╭─ RECORD EXCERPTS

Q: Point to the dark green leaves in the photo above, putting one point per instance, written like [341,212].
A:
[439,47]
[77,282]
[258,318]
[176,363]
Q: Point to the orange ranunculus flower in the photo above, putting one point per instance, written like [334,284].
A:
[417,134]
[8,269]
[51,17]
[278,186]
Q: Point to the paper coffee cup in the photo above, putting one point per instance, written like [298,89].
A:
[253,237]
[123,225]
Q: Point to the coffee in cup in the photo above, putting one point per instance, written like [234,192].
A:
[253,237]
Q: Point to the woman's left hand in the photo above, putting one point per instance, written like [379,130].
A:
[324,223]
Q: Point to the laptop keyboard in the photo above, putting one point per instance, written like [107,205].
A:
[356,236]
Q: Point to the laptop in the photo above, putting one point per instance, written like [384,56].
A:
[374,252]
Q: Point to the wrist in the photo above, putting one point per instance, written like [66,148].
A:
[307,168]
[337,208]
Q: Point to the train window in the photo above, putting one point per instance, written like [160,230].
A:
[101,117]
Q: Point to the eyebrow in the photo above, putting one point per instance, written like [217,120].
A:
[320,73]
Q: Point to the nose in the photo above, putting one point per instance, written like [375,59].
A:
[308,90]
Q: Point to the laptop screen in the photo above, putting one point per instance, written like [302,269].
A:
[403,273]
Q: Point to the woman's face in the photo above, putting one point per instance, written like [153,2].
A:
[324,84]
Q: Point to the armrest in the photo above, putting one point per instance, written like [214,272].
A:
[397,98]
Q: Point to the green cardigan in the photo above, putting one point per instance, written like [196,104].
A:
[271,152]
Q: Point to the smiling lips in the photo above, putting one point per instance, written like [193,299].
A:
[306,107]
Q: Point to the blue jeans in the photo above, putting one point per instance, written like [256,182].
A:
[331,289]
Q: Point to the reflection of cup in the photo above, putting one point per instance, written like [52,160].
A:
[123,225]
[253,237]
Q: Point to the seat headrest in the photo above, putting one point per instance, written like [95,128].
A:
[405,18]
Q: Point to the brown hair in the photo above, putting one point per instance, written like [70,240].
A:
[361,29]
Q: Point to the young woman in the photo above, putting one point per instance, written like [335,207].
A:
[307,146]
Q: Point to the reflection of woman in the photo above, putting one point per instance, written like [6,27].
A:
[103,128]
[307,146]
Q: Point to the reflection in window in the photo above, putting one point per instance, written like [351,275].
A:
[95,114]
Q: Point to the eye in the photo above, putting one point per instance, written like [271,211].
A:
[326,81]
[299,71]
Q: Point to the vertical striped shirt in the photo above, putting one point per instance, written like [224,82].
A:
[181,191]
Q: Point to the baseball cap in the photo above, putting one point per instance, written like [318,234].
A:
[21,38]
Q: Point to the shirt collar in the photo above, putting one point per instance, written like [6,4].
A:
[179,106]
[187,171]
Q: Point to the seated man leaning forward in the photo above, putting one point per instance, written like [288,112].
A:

╰─

### SET PROBLEM:
Reproduce all of the data above verbatim, line for line, without any alteration.

### FULL OUTPUT:
Q: Point to the dark green leaves in the photo above, putting one point per instance, written like [341,212].
A:
[439,47]
[77,282]
[258,318]
[176,363]
Q: Point to the orange ranunculus flower in the photo above, putting one point per instance, written like [334,284].
A:
[417,134]
[8,269]
[51,17]
[278,186]
Q: Point to the paper coffee cup in the photo above, putting one point per instance, written like [298,89].
A:
[253,237]
[123,225]
Q: Point to the coffee in cup in the photo above, putting one point per instance, written like [234,192].
A:
[253,237]
Q: Point to the woman's left hand in the photo above, putting one point per instance, written like [379,130].
A:
[324,223]
Q: Point to the laptop keyboard in the photo above, putting one point per instance, written like [107,205].
A:
[356,236]
Q: Point to the laptop in the photo above, putting one point per instance, written like [384,56].
A:
[374,252]
Q: Point to the wrist in the photo above, putting one point per instance, written like [66,148].
A:
[307,168]
[337,208]
Q: Point to the train window in the photo above, putting one point per instance, written like [160,230].
A:
[101,117]
Q: Point to the eyebrow in the photo above, putting one point per instance, written like [217,120].
A:
[320,73]
Q: Point to the nose in the photo above, putting one point per instance, written like [375,59].
A:
[308,90]
Q: Point to the laptop screen in the photo above, putting one point per instance, written like [302,269].
A:
[403,273]
Q: Point to the woman's face in the photo above, putting one point per instance, written like [153,2].
A:
[324,84]
Q: Point to the armrest in the photo above, putting one point per instance, written like [214,272].
A:
[397,98]
Q: Point to the green cardigan in the photo above, putting one point per instance, written like [196,104].
A:
[271,152]
Q: Point to the smiling lips in the photo above, putting one point per instance, written like [193,299].
A:
[306,107]
Q: Point to the blue jeans in the photo above, putting one point per instance, written like [256,182].
A:
[331,289]
Q: Point to the reflection of cup in the photo above, putting one point per instance, written like [52,160].
A:
[123,225]
[253,237]
Q: Point to the seat headrest in the photo above, putting one point per instance, written like [95,128].
A:
[405,18]
Q: Point to the brown hair in the photo above, putting one point per instance, written like [70,240].
A:
[361,29]
Q: Point to the young woman in the photo above, putting one point per instance, written like [335,207].
A:
[307,146]
Q: Point to the reflection of woman in the photo above, putting one point per instance, written like [6,27].
A:
[103,128]
[307,146]
Q: Point to the reflection in window in the photo above, putting one point per instance, written like [351,275].
A:
[95,114]
Q: Point to the eye in the photo above, putting one point per instance, written like [271,211].
A:
[326,81]
[299,71]
Q: Point to the vertical striped shirt in the photo above, putting one point per instance, written like [224,82].
A:
[181,191]
Q: Point to the baseball cap in the photo above, putting one point per instance, written like [318,234].
A:
[21,38]
Q: Point to the shirt collar in the photo above, putting one point per instance, written like [6,4].
A:
[179,106]
[187,171]
Q: Point to the seated man leaning forward in the photo above, putting one point per instance, written like [288,112].
A:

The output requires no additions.